» Work task:
In the lathe discussion, rewrite the text between "Maybe someone here" and "(Jul 25, 2014)", inclusive, swapping "rough" for "green".

If money is super tight, and you can't wait to save a little more of it, then you'd be better off considering a mini lathe with VSR controls and learn to turn on that. You'll be restricted to smaller work, that's true, but big work is not a good starting point for learning to turn either.

Then, if you catch the turning bug, you can move up to something bigger and sell your mini lathe without taking too much of a bath. An HF lathe won't hold much value at all as a used machine.

And learning to turn is plenty challenging enough without having to fight your equipment.


----------



## NCPaladin (Aug 7, 2010)

You haven't said what you intend to turn yet. If it is furniture (chair, table legs, etc) you will need a longer bed. For most items a shorter bed will suffice. I have the Nova Comet and the Nova 1624. I have never needed over 24" length on the 1624. A lot of folks only use a mini lathe.
_I am not suggesting the_ following because I have not used it but _in general _Grizzly has better quality than HF. The biggest drawback is the low speed of 650 but if you are not wanting to do larger bowls that is not a problem.
Maybe someone here has a first hand critique of this lathe or another similar Grizzly.
http://www.grizzly.com/products/12-x-18-Variable-Speed-Wood-Lathe/T25920
I think Nova's recommended speeds are similar to everyone else and you can see by the chart for rough stock a 650 low speed relates to a max diameter of 6-8" where the Comet low speed of 300 relates to a max diameter of 10" for rough work.


----------



## jdonhowe (Jul 25, 2014)

A few suggestions to add to the good advice already posted-
I agree that "old isn't necessarily better", esp. with lathes. A lot of older lathes don't have good bearings, so they have a lot of runout. Also, they won't accept standard accessories- oddball spindle thread size, and non-MT#2, for example.

I'd look for a lathe with a cast iron bed. Tubular or rectangular steel beds are not rigid enough.

As previously posted, look at a recent vintage midi-lathe. Generally good value for the money, and easily resold if you outgrow size limitations. I got a Craftsman midi (a rebadged Rikon) a couple of years ago through Sears Outlet, and the only limitation I've had is lack of time!

It's hard to do, but try to be patient. I'm pretty certain I'm not the only one who lurks for tools on Craigslist, and who has bought soon and settled for something "okay, but not ideal for me", only to find a better tool/deal listed the next week. Also, remember that the money spent of the lathe will quickly become a small portion of your turning investment- turning tools, sharpening tools and jigs, chucks, etc. add up really fast! Good luck!

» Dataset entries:
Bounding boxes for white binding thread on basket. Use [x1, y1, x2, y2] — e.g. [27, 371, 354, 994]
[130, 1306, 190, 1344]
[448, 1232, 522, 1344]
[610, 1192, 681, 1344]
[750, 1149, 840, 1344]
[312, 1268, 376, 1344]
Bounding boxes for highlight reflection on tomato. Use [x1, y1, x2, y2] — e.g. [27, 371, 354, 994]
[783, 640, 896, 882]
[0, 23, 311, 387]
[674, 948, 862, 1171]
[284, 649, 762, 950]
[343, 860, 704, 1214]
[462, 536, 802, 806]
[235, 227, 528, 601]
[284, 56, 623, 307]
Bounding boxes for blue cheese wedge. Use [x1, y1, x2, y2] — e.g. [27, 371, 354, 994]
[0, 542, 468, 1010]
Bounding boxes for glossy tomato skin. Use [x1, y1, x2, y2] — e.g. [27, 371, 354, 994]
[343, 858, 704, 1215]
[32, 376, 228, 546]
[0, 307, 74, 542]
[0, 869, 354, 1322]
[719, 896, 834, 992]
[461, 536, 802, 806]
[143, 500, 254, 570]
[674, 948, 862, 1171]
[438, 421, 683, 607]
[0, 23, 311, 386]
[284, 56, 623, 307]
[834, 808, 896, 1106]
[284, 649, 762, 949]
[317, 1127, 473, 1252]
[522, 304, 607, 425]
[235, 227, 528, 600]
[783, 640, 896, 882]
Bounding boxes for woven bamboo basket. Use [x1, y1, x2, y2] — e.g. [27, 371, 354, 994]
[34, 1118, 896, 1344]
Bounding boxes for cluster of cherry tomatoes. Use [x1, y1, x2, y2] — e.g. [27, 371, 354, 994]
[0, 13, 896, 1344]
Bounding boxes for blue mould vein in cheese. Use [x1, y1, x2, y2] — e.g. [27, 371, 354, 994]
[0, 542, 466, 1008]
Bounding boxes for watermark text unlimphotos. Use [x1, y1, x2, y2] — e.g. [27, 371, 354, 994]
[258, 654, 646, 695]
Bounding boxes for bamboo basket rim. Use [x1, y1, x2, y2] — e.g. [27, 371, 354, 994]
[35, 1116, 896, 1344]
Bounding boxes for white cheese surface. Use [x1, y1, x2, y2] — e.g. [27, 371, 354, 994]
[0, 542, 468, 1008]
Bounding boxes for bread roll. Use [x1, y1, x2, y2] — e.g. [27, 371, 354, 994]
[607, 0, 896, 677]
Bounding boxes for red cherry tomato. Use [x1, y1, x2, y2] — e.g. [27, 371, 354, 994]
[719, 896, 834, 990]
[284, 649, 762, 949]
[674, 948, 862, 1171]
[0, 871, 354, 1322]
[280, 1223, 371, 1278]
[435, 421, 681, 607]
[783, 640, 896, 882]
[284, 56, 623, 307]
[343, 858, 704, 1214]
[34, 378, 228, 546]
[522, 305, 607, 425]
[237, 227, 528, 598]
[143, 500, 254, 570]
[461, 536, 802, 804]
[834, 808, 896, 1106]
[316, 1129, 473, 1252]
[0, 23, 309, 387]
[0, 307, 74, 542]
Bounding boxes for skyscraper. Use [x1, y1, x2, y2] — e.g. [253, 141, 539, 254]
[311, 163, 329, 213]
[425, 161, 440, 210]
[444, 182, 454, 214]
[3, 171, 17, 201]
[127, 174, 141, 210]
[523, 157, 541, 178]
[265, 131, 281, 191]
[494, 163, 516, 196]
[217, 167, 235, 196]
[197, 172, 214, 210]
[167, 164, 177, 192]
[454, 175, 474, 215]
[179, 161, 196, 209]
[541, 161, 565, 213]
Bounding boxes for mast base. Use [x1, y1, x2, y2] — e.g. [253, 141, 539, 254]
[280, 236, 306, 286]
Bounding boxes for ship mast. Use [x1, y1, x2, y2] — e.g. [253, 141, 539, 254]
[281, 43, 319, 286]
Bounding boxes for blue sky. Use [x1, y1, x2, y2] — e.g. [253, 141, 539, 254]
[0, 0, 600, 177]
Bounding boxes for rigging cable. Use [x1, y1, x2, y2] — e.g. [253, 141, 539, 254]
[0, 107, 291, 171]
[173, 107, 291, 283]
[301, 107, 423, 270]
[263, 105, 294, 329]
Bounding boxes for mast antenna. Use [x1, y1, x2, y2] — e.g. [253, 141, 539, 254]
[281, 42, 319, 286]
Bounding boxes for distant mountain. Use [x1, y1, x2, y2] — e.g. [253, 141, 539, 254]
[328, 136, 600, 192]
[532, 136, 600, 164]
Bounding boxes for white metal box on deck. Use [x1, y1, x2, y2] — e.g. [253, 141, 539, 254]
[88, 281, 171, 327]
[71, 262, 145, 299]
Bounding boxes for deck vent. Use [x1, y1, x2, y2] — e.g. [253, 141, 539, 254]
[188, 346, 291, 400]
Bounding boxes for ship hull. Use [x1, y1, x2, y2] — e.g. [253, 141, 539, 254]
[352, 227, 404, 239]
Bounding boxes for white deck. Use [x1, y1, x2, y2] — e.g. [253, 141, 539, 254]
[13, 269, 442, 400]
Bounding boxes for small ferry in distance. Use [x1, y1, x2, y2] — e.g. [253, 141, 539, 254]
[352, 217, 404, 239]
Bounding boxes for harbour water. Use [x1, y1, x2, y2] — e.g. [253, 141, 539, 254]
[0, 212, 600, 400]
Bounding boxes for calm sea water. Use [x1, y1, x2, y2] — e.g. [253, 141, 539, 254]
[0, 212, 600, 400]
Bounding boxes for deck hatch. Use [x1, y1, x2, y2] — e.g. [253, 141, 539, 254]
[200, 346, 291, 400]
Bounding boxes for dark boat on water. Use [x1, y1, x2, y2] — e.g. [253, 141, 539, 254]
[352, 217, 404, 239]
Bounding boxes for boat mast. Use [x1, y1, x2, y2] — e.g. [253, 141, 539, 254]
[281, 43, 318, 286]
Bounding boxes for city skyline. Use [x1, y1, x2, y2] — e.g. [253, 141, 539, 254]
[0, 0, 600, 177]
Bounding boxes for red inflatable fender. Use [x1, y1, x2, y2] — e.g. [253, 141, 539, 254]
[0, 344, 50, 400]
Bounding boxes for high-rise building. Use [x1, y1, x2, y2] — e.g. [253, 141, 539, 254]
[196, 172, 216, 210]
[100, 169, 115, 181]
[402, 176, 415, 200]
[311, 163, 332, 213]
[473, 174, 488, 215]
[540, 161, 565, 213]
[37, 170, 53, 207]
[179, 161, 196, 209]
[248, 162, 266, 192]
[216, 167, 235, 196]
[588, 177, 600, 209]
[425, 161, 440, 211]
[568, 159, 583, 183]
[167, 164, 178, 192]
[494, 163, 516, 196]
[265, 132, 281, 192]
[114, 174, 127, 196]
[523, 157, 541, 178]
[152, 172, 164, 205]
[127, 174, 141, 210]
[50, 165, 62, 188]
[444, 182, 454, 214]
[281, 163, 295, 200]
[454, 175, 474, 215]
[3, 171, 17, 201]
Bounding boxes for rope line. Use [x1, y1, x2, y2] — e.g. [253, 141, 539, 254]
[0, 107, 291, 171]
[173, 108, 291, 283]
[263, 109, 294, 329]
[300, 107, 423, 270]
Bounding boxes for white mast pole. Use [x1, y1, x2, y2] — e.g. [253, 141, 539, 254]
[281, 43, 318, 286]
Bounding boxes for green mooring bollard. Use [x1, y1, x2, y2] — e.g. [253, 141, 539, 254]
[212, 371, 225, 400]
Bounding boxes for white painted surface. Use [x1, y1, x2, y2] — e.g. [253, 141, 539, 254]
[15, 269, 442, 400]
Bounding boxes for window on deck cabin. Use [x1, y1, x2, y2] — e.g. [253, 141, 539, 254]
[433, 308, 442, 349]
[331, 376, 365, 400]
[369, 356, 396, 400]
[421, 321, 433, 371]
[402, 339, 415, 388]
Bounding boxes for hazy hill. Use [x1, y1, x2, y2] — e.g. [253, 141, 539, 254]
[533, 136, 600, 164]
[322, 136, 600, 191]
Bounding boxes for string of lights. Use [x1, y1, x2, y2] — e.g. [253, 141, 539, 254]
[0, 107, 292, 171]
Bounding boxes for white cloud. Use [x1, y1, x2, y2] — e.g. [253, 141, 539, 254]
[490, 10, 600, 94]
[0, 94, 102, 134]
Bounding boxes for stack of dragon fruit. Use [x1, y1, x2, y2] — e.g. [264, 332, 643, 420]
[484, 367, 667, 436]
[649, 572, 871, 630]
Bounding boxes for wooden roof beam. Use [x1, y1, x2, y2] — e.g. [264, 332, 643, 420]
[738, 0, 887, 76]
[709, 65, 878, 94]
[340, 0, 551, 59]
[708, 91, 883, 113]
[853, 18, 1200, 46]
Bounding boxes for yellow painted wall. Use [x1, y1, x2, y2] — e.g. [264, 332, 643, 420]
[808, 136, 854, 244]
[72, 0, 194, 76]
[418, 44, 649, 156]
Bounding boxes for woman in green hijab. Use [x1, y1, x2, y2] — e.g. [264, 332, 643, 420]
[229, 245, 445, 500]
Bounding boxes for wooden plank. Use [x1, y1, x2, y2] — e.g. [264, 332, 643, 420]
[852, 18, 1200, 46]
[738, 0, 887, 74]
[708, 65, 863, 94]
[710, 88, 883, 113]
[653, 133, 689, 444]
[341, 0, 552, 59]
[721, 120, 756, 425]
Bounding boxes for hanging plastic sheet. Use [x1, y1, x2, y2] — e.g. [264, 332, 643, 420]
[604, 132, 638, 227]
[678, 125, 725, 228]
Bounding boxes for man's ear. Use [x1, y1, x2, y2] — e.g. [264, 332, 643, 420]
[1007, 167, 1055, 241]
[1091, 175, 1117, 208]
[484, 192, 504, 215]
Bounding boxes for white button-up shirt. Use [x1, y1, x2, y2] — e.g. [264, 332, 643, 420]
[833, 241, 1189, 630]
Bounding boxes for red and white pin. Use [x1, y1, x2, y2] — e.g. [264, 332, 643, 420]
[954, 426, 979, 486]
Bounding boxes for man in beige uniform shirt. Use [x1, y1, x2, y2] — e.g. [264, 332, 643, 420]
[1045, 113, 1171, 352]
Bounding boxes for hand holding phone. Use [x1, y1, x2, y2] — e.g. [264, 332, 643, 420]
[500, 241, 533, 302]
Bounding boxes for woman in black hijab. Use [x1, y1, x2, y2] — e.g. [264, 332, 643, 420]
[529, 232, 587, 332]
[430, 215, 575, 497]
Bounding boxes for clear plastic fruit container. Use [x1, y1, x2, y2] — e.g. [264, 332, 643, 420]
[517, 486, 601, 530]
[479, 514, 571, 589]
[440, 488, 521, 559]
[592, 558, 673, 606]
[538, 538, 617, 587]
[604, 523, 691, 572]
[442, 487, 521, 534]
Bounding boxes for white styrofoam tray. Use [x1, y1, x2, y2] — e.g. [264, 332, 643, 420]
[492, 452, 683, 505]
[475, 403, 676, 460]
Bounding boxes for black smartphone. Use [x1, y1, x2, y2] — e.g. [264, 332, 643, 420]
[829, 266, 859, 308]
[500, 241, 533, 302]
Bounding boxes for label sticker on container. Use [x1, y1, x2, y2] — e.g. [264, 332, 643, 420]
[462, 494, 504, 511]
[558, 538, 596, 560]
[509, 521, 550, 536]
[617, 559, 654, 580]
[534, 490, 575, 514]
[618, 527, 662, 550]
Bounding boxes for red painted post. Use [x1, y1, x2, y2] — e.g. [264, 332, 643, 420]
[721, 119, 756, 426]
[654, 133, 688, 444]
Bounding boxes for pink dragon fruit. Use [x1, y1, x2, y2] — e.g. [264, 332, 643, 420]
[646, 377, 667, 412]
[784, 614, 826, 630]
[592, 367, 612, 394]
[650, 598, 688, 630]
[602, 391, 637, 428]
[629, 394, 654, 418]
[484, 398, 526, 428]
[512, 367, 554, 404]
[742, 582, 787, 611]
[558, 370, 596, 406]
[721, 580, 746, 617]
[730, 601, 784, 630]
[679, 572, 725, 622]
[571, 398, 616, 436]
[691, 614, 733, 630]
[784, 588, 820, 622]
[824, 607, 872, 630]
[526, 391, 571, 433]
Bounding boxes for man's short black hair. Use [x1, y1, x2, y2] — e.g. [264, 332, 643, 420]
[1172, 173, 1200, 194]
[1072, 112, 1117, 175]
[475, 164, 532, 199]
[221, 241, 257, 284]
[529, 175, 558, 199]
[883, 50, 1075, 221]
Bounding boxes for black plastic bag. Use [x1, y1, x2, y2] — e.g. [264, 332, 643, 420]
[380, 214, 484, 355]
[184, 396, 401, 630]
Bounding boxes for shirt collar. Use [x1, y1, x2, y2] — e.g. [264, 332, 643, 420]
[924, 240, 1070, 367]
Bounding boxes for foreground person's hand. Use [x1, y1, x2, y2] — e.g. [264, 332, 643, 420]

» Solution to this problem:
Maybe someone here has a first hand critique of this lathe or another similar Grizzly.
http://www.grizzly.com/products/12-x-18-Variable-Speed-Wood-Lathe/T25920
I think Nova's recommended speeds are similar to everyone else and you can see by the chart for green stock a 650 low speed relates to a max diameter of 6-8" where the Comet low speed of 300 relates to a max diameter of 10" for green work.


----------



## jdonhowe (Jul 25, 2014)